-- Task to carry out --
Rescale everything from the line containing "Where can you find the narrow gap" down to the end of the items below. Give every one of those lines again, with each point coordinate multiplied by 1.45 and rounded to a whole number, halves rounding up.

-- Dataset records --
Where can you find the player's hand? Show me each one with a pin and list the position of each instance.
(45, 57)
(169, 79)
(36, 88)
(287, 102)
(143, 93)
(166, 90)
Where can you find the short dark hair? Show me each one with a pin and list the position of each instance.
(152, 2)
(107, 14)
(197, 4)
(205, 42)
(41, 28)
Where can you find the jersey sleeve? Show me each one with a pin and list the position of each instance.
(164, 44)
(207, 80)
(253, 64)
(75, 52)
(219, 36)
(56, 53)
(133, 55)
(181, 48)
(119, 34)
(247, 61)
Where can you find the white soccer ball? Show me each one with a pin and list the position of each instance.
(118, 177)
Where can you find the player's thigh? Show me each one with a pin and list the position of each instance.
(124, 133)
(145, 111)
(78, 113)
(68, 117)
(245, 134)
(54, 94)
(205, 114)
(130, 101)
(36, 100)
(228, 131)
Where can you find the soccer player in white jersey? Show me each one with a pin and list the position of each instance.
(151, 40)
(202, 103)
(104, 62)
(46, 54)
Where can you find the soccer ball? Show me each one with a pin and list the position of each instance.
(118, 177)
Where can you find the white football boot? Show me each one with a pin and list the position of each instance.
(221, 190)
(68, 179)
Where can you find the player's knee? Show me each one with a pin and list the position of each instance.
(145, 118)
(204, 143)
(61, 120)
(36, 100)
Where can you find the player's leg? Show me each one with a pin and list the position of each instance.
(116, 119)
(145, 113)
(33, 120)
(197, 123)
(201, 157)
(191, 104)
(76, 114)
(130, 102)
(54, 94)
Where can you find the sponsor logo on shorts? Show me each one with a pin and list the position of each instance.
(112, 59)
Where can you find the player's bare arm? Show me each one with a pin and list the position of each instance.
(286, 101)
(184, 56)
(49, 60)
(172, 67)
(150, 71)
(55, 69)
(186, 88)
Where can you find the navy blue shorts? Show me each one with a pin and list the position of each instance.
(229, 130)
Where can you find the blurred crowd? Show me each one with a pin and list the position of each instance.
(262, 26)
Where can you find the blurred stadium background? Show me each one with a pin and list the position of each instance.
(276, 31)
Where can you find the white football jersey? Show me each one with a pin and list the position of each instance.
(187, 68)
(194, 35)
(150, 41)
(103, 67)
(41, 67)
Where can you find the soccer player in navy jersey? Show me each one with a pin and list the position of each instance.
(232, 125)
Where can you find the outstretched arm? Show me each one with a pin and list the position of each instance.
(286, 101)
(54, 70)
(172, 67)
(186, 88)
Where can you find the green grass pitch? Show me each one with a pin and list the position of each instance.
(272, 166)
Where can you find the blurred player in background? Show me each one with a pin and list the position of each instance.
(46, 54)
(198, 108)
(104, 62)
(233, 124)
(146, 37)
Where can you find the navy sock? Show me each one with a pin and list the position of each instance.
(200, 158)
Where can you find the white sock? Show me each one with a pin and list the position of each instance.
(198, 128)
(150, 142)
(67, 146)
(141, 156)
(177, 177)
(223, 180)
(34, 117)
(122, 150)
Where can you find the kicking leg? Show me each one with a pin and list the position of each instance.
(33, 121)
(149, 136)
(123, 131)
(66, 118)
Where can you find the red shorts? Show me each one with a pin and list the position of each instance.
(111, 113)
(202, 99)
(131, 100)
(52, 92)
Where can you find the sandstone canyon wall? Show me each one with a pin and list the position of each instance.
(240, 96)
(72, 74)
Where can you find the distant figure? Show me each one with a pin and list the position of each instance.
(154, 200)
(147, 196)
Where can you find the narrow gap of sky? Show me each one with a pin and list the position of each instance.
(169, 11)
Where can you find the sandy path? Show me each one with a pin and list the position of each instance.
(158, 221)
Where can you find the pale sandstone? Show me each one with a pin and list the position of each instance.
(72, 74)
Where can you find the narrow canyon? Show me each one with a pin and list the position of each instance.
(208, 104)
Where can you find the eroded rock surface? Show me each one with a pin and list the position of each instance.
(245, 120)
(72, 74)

-- Correct answer --
Where can you find the narrow gap of sky? Show me each one with a pin and list the position of each instance.
(245, 16)
Where can you find the sandy path? Show me each one with a pin and list the position of each instance.
(229, 320)
Where can you find the pale sandstone? Show me each one with a pin and list the position of each instance.
(104, 107)
Where can you find the narrow canyon? Show me each one with a pin and list the position of each instance.
(302, 151)
Where can you find the eroded rock surface? Show me each one with a pin and list the position of each instance.
(355, 174)
(104, 107)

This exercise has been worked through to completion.